Given records =
== == ==

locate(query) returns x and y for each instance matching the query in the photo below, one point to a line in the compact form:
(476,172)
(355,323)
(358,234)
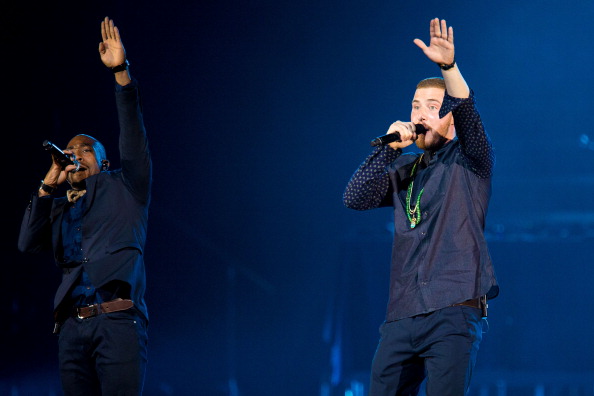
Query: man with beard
(97,233)
(441,273)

== == ==

Problem to work on = Format every line of the items above as a Markdown table with two columns, Row for the row number and Line for the line, and skip any blank lines. Leave the pictures out of the table.

The result =
| Row | Line |
|---|---|
| 1 | locate(query) returns x and y for each instance matching the query in the photo below, one point to a line in the compact form: |
| 2 | (476,172) |
| 3 | (355,323) |
| 4 | (358,234) |
| 5 | Query: man with beard |
| 6 | (97,233) |
| 7 | (441,273) |